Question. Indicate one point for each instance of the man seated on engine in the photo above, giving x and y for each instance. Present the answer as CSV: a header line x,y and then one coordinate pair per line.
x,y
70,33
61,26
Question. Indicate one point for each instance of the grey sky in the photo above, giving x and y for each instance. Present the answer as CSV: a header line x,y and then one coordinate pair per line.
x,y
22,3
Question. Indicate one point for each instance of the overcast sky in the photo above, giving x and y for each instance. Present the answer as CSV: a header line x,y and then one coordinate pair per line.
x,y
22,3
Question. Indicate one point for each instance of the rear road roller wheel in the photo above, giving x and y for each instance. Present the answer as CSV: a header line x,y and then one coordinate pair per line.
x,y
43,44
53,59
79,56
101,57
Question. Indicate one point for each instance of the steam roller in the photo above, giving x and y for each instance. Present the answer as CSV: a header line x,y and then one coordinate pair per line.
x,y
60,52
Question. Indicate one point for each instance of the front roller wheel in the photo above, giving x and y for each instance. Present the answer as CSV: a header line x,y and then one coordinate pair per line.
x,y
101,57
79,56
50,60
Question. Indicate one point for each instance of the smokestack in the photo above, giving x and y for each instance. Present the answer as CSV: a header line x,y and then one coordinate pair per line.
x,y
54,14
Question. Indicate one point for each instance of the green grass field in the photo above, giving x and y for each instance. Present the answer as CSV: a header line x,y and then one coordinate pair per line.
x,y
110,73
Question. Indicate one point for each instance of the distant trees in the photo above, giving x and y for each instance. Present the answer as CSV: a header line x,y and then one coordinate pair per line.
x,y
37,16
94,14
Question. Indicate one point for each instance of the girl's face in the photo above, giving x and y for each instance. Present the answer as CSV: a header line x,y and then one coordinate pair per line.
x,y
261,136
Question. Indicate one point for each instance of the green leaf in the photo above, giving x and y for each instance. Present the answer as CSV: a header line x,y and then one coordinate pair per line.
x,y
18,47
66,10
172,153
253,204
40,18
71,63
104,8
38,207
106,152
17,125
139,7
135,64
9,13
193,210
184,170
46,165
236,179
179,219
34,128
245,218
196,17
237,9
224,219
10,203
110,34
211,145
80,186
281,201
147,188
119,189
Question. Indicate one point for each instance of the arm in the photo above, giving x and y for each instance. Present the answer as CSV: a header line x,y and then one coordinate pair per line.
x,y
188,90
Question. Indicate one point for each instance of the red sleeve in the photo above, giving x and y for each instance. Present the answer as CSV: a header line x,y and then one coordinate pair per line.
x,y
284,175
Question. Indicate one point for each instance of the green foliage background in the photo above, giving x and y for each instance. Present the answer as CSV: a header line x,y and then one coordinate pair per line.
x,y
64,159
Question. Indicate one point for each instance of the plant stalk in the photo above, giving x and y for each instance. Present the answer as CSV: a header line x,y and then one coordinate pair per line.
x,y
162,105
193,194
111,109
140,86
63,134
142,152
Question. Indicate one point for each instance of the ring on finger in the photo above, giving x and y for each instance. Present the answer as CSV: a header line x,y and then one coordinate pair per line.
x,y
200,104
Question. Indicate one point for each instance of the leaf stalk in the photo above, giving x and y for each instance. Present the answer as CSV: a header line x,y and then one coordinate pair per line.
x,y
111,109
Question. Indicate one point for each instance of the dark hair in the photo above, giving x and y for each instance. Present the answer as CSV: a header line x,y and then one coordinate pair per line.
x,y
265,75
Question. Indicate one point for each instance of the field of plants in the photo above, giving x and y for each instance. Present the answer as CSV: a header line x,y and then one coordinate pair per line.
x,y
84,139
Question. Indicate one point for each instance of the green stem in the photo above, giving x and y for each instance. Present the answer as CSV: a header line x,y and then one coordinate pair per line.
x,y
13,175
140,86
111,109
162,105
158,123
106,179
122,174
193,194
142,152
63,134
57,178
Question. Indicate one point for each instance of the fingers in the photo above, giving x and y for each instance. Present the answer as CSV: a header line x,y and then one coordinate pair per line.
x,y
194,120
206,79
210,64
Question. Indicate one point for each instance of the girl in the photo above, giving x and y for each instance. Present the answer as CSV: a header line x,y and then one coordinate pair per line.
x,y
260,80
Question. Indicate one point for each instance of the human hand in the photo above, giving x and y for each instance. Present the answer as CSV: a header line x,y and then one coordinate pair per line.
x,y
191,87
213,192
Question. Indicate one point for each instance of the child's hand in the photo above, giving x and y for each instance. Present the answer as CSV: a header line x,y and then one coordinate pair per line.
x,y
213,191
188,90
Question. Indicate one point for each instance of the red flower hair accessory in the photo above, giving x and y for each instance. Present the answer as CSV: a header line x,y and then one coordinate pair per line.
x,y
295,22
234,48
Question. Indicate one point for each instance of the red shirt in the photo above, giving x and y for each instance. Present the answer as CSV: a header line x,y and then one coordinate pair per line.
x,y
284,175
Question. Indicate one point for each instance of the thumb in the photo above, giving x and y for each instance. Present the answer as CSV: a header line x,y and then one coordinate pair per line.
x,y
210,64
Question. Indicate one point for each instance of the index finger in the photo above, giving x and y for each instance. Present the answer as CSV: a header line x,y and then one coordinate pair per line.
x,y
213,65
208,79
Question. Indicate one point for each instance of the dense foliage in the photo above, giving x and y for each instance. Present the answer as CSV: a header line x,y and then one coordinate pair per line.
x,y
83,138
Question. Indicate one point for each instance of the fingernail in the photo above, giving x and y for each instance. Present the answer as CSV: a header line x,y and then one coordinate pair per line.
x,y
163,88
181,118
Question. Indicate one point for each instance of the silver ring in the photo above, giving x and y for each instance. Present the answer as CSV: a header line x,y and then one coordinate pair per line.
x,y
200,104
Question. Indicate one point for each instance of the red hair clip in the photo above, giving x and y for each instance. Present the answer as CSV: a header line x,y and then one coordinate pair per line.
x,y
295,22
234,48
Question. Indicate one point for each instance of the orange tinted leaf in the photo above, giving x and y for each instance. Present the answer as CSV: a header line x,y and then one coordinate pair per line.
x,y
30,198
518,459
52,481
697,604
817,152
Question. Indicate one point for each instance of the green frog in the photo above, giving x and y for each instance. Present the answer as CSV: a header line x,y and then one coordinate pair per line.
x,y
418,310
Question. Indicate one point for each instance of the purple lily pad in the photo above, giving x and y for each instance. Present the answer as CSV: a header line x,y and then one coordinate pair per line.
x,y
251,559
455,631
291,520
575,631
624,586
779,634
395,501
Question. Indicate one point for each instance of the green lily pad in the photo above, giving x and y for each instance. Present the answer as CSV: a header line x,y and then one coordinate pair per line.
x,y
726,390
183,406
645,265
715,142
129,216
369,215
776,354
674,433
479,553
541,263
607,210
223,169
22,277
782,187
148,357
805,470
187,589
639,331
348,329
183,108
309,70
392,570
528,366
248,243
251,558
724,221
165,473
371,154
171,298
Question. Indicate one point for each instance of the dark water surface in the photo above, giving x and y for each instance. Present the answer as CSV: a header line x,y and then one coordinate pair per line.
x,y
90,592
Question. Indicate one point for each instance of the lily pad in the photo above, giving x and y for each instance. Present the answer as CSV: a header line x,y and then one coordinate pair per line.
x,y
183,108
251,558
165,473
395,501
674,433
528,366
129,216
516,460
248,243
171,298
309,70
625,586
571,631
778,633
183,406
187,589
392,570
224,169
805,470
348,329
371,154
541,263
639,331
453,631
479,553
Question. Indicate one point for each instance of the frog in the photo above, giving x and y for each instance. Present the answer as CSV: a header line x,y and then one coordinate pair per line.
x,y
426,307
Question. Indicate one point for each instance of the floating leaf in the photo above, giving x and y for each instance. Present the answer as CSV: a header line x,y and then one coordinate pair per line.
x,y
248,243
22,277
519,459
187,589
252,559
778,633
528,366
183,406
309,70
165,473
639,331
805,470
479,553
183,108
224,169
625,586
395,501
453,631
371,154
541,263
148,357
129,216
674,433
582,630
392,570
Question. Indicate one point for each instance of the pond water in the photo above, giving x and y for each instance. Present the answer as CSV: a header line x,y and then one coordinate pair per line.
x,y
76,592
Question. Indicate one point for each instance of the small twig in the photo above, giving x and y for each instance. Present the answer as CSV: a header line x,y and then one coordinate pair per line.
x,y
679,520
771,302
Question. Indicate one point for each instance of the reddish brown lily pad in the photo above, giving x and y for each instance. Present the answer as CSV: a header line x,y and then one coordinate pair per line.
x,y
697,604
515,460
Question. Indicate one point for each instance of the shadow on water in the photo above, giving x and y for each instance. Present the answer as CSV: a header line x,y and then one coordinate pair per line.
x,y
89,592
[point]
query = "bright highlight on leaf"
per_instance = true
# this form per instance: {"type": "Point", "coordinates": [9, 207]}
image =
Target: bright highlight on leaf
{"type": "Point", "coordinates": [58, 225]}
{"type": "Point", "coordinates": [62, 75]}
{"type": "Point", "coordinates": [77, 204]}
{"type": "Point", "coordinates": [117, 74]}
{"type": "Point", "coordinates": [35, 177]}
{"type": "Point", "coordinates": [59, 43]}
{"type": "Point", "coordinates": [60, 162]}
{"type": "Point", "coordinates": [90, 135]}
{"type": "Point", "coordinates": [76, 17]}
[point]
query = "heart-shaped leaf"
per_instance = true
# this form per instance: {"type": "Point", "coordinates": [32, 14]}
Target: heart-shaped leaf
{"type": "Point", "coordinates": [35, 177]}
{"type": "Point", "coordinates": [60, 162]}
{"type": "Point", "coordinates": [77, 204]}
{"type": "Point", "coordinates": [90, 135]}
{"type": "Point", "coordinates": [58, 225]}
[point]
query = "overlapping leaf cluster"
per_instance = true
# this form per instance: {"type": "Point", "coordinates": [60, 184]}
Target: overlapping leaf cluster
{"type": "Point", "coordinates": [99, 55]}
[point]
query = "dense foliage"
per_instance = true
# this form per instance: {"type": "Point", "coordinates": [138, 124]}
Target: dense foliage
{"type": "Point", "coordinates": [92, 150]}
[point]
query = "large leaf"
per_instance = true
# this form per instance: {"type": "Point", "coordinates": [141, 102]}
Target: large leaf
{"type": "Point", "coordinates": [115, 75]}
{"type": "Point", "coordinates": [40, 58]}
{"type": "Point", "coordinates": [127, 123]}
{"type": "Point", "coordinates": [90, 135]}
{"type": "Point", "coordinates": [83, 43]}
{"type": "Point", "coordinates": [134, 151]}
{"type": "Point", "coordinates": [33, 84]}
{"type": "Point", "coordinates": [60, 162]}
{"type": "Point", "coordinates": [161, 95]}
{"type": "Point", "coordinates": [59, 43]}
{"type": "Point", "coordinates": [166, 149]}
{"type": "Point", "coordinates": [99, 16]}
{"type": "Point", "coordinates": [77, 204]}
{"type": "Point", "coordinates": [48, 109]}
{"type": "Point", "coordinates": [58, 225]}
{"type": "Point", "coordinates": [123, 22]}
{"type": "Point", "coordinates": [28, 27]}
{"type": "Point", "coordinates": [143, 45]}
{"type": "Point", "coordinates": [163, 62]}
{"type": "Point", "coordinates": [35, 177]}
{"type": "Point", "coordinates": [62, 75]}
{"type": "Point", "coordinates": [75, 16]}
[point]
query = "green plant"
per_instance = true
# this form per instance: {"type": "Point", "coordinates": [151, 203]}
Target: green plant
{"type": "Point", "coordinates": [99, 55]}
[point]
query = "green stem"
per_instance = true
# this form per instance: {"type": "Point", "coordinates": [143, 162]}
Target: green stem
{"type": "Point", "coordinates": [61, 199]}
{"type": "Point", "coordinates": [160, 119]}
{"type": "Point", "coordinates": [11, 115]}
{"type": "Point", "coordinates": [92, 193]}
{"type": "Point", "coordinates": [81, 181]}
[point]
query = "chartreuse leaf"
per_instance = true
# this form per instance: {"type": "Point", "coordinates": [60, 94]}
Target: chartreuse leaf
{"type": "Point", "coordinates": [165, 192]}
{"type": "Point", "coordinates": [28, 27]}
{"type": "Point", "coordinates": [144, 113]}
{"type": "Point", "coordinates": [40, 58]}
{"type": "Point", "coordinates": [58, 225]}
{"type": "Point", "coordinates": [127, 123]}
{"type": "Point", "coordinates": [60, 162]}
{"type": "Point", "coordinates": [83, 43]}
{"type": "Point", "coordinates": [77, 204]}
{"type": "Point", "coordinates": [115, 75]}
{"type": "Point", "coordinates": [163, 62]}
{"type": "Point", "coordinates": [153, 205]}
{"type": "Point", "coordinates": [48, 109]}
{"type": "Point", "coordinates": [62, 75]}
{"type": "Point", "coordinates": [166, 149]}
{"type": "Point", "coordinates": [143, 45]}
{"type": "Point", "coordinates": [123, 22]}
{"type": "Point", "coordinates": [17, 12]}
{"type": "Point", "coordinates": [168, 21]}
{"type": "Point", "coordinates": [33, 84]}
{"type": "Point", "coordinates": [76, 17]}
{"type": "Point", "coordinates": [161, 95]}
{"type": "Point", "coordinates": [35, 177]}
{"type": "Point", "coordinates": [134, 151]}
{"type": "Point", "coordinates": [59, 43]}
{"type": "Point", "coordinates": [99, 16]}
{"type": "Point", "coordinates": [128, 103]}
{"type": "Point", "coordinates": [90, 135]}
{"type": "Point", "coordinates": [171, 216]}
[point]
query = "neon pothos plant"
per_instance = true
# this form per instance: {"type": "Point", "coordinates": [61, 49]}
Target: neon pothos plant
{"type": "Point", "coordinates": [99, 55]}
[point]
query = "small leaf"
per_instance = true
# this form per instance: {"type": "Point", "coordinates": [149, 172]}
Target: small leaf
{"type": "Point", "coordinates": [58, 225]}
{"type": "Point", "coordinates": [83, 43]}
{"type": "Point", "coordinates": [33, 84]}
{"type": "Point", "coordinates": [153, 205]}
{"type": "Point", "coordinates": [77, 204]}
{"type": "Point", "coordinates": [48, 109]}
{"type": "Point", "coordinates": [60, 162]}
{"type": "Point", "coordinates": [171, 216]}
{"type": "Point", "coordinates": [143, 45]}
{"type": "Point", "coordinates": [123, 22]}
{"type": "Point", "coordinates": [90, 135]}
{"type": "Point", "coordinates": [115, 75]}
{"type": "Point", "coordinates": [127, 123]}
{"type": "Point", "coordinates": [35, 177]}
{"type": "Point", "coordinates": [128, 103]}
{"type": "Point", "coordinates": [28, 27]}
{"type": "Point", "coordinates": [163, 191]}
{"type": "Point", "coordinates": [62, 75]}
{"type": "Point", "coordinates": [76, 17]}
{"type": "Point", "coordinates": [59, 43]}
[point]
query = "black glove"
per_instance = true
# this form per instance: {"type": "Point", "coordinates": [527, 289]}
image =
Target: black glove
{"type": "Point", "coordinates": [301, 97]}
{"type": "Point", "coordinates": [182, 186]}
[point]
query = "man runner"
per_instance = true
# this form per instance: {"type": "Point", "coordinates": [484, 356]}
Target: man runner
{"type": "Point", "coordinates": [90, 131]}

(Task requirements): Copy out every line from the data above that has "query" in it.

(Answer below):
query = "bright highlight on leaf"
query = "heart-shaped leaf"
query = "overlapping leaf cluster"
query = "dense foliage"
query = "large leaf"
query = "green plant"
query = "green stem"
query = "chartreuse leaf"
query = "neon pothos plant"
query = "small leaf"
query = "black glove"
query = "man runner"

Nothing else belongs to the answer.